Little paring knives: Why not? They're cheap. Little disposable serrated paring knives: Cheaper still.

*Kagayaki CarboNext:*
It pains me to say this because of my affection for Phaedrus (under whatever screen name) and respect for his opinions. The CarboNext is a decent to good knife which does not come with a good edge. You can pay the seller (JCK is the only one) extra for sharpening, but no one who's tried it has ever written anything positive. On the contrary, everyone who has purchased the service and written in Fred's or the KF has been disappointed. Otherwise, F&F is average, the handle narrow, good profile, excellent edge properties. But unless and until you're an excellent sharpener, the little bit of extra superiority compared to knives made with other alloys won't make a difference. Unless you know someone who will sharpen the knife properly as soon as it arrives, don't buy it.

*MAC Pro gyuto recommendation: *
In your case, the MAC Pro Mighty Chef's (MBK 95).  As it happens, I just bought one from CKTG  for my daughter's birthday. The MAC comes sharp, has a great warranty, outstanding manufacturer's support from MAC USA, and most -- if not all -- US dealers provide very good support as well. None of that is true for the Kagayaki or for just about any other Japanese made knife. It has an excellent handle, a very good profile, very good edge properties, and good F&F. Because it's one of the stiffest of the Japanese knives, it has the most "western" feel. And, if there's any problem whatsoever, several someones will be more than happy to take care of it immediately.

The MAC Pro, Masamoto VG, Sakai Takayuki Grand Cheff, Hiromoto AS, and a few others are good choices as the "first really good chef's knife." That is, they're excellent all-round knives in a given price range. Each has different strengths and weaknesses. You already know how I feel about the MAC, but maybe I should add that it would be my first choice in the category if I were shopping for a mass-produced, stainless, western-handled gyuto (which I wouldn't), I'd go for the Masamoto VG, because of it's excellent, profile which suits my French style action. Worth repeating that it was my first choice for my daughter.

There are quite a few very good knives for a little more or a little less money as well. But I get the feeling this is where you want to be. If it isn't, or you have any questions, say so.

*Carbon vs Stainless, and Steel generally:*It
All steel is an alloy of iron and carbon, so calling anything "carbon" is not exactly informative. Mostly though the term is used to differentiate "regular" steels from stainless and semi-stainless alloys.

"High carbon," by definition refers to any steel alloy with more than 0.50% carbon by weight -- except in Germany where the threshold is 0.45% in order to "grandfather in" a particular alloy used in low end German knives (X45CrMoV15).

When chromium is added to regular steel, stain and rust resistance increases. By definition, when you hit 13% chromium or higher in a steel alloy, it's said to be "stainless." You often hear the term "surgical stainless" used by unscrupulous knife and cookware manufacturers. It's totally uninformative, and usually used to mask insufficient hardness.

REQUIRED ACTIONS:
(1) Reproduce verbatim the part of the knife post that opens with the words containing "There are quite" and closes with "German knives (X45CrMoV15).".
(2) In the knife post, what chromium level makes a steel alloy "stainless"?
(3) Summarize the knife post in two sentences.

PROVIDED MATERIAL:
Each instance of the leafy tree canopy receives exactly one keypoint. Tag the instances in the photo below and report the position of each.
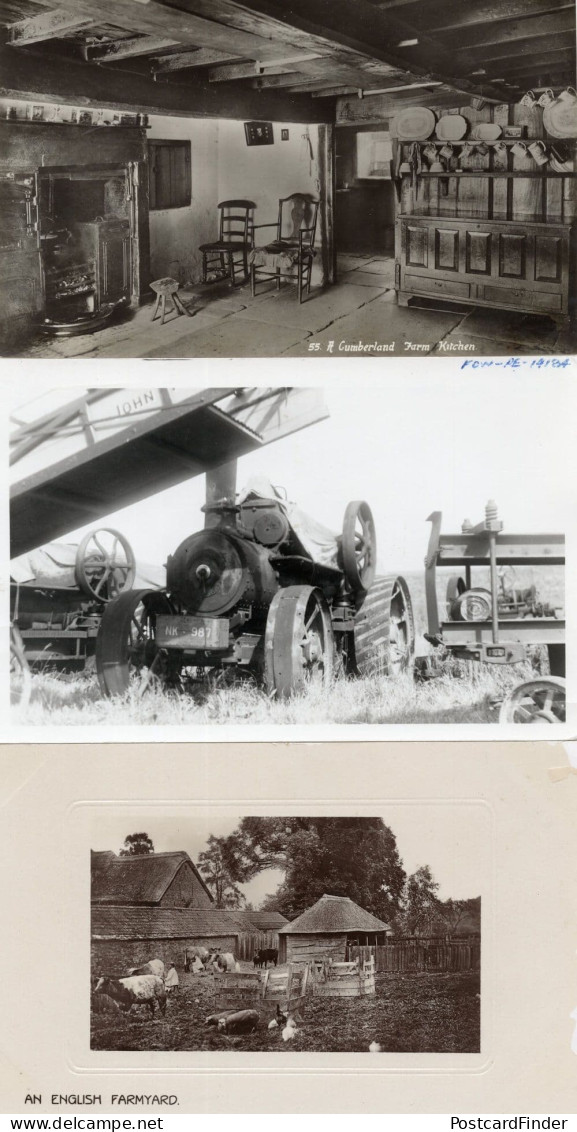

RESULTS FOR EACH TASK:
(1)
There are quite a few very good knives for a little more or a little less money as well. But I get the feeling this is where you want to be. If it isn't, or you have any questions, say so.

*Carbon vs Stainless, and Steel generally:*It
All steel is an alloy of iron and carbon, so calling anything "carbon" is not exactly informative. Mostly though the term is used to differentiate "regular" steels from stainless and semi-stainless alloys.

"High carbon," by definition refers to any steel alloy with more than 0.50% carbon by weight -- except in Germany where the threshold is 0.45% in order to "grandfather in" a particular alloy used in low end German knives (X45CrMoV15).

(2) 13% chromium or higher.

(3) The post advises against the Kagayaki CarboNext, which arrives without a good edge, unless someone can sharpen it properly as soon as it arrives, and recommends the MAC Pro Mighty Chef's (MBK 95) because it comes sharp and has a great warranty and strong support. It also explains that all steel is an alloy of iron and carbon, that "high carbon" means more than 0.50% carbon by weight (0.45% in Germany), and that an alloy with 13% or more chromium is called stainless.